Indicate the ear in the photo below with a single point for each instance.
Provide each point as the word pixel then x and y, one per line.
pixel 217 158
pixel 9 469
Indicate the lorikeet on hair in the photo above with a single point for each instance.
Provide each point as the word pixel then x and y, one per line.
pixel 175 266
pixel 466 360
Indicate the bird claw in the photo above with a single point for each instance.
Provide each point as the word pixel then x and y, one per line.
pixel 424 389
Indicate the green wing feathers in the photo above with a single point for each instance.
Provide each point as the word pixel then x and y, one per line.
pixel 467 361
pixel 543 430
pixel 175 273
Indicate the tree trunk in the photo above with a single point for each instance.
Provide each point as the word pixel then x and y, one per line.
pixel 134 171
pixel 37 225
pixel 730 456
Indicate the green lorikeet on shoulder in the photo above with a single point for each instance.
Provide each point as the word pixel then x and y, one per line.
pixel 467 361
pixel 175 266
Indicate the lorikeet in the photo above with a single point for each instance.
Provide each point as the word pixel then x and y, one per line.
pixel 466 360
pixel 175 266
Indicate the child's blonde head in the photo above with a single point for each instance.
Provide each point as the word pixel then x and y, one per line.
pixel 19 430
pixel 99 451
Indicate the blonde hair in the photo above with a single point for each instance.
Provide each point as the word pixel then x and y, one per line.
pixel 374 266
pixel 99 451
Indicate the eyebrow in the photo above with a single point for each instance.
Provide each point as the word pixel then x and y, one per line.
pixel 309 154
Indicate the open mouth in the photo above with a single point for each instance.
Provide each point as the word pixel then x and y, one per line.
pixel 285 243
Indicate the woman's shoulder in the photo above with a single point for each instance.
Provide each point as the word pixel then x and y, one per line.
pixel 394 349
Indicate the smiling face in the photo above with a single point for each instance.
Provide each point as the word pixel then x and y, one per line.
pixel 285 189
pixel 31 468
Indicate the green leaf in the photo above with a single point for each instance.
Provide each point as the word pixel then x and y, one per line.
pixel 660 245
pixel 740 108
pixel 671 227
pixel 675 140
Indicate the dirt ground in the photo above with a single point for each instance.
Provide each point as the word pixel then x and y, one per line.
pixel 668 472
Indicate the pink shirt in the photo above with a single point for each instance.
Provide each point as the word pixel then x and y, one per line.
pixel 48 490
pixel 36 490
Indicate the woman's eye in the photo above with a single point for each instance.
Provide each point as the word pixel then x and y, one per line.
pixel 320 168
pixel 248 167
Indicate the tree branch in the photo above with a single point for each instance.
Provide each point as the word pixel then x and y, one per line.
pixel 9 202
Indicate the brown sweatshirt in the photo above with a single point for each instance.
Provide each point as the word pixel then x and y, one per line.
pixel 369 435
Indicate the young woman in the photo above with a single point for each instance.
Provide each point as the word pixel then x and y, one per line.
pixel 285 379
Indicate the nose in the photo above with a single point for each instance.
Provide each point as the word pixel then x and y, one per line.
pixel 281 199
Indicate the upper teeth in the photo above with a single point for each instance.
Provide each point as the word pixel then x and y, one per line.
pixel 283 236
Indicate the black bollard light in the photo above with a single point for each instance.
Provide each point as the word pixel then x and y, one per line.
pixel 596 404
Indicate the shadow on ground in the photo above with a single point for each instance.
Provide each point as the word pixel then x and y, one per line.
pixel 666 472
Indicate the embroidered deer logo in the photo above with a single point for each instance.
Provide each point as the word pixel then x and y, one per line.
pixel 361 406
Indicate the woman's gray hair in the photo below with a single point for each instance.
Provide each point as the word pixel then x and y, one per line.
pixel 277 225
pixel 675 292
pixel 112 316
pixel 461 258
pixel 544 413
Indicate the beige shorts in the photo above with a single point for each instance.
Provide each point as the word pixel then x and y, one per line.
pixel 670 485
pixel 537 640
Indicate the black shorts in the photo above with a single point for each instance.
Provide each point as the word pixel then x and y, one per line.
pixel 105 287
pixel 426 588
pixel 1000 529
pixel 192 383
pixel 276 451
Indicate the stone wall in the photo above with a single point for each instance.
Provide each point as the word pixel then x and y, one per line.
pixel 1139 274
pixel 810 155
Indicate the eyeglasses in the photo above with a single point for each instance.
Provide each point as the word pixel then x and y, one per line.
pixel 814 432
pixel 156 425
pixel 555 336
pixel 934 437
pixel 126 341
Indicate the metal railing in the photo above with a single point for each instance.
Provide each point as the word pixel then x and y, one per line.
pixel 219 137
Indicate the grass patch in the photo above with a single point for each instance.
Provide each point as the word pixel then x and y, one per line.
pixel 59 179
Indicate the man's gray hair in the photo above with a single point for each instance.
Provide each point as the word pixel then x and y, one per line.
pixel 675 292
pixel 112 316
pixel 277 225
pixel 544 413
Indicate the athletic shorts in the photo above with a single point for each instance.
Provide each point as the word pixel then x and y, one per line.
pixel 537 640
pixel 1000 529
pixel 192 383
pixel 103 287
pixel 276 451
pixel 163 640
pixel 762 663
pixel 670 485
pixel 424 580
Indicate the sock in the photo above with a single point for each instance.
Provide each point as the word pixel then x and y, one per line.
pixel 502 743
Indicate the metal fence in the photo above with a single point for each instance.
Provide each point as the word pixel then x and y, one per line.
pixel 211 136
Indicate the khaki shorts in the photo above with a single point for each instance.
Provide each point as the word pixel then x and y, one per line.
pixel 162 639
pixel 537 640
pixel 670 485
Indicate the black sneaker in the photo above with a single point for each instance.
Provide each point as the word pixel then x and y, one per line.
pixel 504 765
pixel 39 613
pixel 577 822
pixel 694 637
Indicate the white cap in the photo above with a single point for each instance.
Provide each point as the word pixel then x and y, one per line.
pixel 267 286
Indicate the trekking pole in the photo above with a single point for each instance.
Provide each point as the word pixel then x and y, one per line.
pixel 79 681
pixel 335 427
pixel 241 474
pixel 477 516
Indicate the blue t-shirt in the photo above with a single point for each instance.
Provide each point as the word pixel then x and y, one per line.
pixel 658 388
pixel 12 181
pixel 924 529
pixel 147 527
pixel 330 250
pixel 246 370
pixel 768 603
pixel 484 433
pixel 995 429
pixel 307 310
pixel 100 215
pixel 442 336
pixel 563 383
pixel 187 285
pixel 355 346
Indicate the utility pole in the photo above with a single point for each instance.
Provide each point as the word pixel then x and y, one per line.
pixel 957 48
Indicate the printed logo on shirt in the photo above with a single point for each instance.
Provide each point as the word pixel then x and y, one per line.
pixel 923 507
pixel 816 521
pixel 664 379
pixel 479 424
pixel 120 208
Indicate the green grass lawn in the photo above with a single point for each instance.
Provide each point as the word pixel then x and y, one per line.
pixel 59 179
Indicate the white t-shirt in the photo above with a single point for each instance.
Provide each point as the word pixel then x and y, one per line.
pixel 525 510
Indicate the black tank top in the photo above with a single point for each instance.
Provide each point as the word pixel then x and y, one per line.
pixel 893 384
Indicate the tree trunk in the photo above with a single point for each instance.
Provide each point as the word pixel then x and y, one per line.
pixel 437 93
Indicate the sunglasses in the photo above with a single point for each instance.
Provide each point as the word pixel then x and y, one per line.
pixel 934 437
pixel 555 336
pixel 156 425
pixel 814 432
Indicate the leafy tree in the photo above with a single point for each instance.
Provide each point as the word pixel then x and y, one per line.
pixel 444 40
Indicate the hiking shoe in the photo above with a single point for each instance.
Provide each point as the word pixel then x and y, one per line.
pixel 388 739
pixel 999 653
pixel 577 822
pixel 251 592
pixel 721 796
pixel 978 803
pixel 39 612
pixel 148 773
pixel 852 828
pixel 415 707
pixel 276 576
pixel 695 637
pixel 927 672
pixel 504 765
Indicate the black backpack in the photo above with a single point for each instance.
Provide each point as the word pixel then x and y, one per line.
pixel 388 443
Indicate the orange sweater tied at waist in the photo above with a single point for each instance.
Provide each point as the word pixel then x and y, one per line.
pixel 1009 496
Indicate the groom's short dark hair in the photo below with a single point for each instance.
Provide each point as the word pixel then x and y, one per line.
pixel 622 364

▸ WORK ORDER: Search the entries above for the string "shoulder". Copy each line that holds it.

▸ RESPONSE TO THE EXERCISE:
Indicate the green lorikeet on shoulder in the photo above with a single point for each instance.
Indicate the woman's shoulder in the photo above with a single point for each instance.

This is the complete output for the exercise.